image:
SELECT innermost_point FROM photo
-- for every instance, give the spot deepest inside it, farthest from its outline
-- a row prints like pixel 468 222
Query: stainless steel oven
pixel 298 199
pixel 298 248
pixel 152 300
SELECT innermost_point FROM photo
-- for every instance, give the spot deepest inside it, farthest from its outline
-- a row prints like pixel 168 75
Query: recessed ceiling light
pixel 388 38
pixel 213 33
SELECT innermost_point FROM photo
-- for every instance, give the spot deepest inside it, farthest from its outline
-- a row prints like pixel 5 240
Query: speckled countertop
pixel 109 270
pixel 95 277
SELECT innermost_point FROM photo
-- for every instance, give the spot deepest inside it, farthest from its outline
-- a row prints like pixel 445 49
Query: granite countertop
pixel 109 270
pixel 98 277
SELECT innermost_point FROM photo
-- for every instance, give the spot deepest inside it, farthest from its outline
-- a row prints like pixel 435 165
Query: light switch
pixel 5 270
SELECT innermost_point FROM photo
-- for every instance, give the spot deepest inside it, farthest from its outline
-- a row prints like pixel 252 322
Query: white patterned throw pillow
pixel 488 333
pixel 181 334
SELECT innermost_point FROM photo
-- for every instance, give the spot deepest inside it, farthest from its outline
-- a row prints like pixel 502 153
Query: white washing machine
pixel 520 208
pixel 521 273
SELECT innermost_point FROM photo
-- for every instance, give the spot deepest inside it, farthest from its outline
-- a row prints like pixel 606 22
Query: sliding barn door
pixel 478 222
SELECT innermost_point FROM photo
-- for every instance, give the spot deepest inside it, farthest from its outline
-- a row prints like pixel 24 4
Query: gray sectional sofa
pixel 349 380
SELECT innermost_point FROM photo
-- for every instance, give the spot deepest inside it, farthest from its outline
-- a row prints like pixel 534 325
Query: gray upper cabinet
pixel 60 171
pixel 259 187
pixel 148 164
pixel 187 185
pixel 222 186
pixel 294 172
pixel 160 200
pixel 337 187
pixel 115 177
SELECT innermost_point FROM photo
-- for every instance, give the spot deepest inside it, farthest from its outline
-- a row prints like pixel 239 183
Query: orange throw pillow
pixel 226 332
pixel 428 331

────────────────────

WHAT NEEDS TO BE DONE:
An exact copy of the listing above is what this exercise asks for.

ANSWER TO THE PROBLEM:
image:
SELECT innermost_point FROM photo
-- for every instance, give the spot deepest inside it, farthest from its outline
-- a row prints like pixel 468 222
Query: stainless steel oven
pixel 298 199
pixel 298 248
pixel 152 300
SELECT innermost_point FROM photo
-- for every instance, give the spot deepest inside it, farthest from its outline
-- a row prints like pixel 168 75
Query: recessed ceiling light
pixel 388 38
pixel 213 33
SELECT innermost_point FROM photo
-- for every instance, give the spot deepest inside it, farthest from its outline
-- a row prints like pixel 5 240
Query: speckled countertop
pixel 109 270
pixel 95 277
SELECT innermost_point FROM photo
-- for every instance, give the spot deepest inside it, farthest from its outline
-- a row prints like pixel 445 49
Query: granite countertop
pixel 109 270
pixel 98 277
SELECT innermost_point FROM photo
-- for every instance, give the spot deepest inside it, farthest from its outline
-- a row prints like pixel 435 165
Query: light switch
pixel 5 270
SELECT innermost_point FROM photo
-- for every instance, give the spot deepest inside it, farthest from its outline
-- a row prints like pixel 252 322
Query: white patterned throw pillow
pixel 488 333
pixel 181 334
SELECT innermost_point FROM photo
-- for every instance, give the spot deepest inside it, farthest from its outline
-- a row prints like pixel 502 153
Query: white washing machine
pixel 520 208
pixel 521 273
SELECT innermost_point FROM photo
-- for every instance, give the spot deepest inside it, farthest from its outline
-- a row prints like pixel 606 22
Query: sliding barn door
pixel 478 222
SELECT innermost_point FROM photo
-- for every instance, give the spot deepest inside it, farthest from its outline
-- a row prints like pixel 24 4
Query: gray sectional sofa
pixel 349 380
SELECT innermost_point FROM photo
-- for every instance, give the spot deepest inside it, farthest from its outline
-- a row prints like pixel 534 325
Query: gray upper cabinet
pixel 60 171
pixel 259 187
pixel 148 164
pixel 187 185
pixel 222 186
pixel 294 172
pixel 160 200
pixel 337 187
pixel 115 177
SELECT innermost_point FROM photo
-- for every instance, give the spot deepest inside it, farthest from its outline
-- a row prints like pixel 239 183
Query: orange throw pillow
pixel 226 332
pixel 428 331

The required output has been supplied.